#### [EXCERPT]
The Killing of Worlds
- Author: Scott Westerfeld
- Cover artist: Stephan Martiniere
- Language: English
- Series: Succession
- Genre: Hard Science Fiction
- Publisher: Macmillan Books
- Publication date: 2003
- Publication place: United States
- Media type: Print
- Pages: 336 pp
- ISBN: 978-0-7653-0850-4
- Preceded by: The Risen Empire

= The Killing of Worlds =

2003 novel by Scott Westerfeld

The Killing of Worlds is a science fiction novel by American writer Scott Westerfeld.

The events detailed below immediately follow those of the novel The Risen Empire.

==Plot summary==

Imperial Captain Laurent Zai is sent on a suicide mission to defeat an incursion by the Rix, a space-faring nation who worship planet-sized artificial intelligences (AIs). The planet he is protecting from the Rix is home to a newly emergent AI named Alexander, which the local population is helpless to remove. Although severely outclassed, and in spite of deadly mutineers, Captain Zai is successful in destroying his Rix opponent; he also discovers that the Rix ship was shielding and transporting a vast swarm of silicon particles.

#### [DATA UNDER STUDY]
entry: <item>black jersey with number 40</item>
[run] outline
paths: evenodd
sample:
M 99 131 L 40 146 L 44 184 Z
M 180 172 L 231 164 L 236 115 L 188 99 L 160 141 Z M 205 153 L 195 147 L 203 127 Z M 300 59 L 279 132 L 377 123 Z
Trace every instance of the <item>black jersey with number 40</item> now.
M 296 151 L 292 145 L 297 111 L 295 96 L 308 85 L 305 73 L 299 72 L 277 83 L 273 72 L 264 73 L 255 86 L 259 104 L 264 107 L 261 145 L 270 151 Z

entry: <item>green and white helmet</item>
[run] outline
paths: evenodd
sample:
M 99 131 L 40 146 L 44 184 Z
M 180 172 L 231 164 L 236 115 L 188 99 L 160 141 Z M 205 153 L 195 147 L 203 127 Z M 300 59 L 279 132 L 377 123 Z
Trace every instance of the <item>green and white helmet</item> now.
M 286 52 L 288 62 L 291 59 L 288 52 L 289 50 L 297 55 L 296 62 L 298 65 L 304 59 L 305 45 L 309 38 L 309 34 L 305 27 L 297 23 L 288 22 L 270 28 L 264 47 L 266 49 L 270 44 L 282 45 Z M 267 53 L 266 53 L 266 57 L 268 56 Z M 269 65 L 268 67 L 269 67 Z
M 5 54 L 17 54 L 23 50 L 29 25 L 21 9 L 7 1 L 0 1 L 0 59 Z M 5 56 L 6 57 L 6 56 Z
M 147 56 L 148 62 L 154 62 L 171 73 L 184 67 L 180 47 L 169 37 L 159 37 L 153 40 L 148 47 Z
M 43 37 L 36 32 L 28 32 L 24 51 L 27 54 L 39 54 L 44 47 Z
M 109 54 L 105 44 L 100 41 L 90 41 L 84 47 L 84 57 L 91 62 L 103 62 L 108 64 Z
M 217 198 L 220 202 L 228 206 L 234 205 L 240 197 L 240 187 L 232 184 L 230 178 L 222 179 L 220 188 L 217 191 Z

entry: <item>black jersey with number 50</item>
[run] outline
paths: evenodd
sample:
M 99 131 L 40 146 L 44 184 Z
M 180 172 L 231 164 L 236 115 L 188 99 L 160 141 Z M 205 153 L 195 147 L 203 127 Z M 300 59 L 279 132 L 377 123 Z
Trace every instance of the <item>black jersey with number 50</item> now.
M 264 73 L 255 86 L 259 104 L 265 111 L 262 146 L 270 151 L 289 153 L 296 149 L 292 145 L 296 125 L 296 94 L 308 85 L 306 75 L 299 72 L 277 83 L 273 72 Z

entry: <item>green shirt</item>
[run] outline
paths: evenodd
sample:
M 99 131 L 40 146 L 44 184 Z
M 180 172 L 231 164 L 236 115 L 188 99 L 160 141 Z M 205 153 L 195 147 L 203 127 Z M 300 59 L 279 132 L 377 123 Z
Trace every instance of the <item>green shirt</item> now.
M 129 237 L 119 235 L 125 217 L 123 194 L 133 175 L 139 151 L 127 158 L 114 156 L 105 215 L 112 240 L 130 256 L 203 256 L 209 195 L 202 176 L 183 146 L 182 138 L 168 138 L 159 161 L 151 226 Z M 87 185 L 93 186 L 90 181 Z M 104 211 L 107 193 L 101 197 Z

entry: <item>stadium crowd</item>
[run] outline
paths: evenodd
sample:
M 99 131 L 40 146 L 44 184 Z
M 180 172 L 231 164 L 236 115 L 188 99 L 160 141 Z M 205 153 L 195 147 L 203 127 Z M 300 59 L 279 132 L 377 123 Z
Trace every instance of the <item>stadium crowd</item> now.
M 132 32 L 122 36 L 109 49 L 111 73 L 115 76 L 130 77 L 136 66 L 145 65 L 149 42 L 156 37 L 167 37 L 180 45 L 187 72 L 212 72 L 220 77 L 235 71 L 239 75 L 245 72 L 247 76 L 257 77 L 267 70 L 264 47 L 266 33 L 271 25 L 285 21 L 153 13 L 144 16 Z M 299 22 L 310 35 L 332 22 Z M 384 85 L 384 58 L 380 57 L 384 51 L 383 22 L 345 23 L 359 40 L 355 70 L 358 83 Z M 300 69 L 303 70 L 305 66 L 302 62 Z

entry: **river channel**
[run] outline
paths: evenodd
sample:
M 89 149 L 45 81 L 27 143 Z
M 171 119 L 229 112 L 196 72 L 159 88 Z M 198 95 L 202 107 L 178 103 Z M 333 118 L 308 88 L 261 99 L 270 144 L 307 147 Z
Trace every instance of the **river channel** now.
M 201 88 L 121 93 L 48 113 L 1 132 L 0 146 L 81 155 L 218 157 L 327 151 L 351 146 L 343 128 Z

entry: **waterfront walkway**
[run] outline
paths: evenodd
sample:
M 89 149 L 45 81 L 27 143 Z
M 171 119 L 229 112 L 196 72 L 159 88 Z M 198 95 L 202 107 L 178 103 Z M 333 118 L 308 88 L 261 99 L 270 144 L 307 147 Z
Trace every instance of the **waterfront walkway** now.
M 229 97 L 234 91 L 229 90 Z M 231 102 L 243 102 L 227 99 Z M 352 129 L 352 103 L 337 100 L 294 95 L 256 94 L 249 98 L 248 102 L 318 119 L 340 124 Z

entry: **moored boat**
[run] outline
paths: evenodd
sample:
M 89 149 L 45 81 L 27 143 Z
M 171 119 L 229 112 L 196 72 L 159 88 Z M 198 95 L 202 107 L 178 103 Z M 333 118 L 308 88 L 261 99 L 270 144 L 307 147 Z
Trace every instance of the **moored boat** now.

#### [DESCRIPTION OF THE TASK]
Rewrite the passage of the article on The Killing of Worlds starting at "2003 novel by" and ending at "The Risen Empire.", putting "book" in place of every "novel". The rows are separate material with no connection to the article.

#### [EXERCISE RESULT]
2003 book by Scott Westerfeld

The Killing of Worlds is a science fiction book by American writer Scott Westerfeld.

The events detailed below immediately follow those of the book The Risen Empire.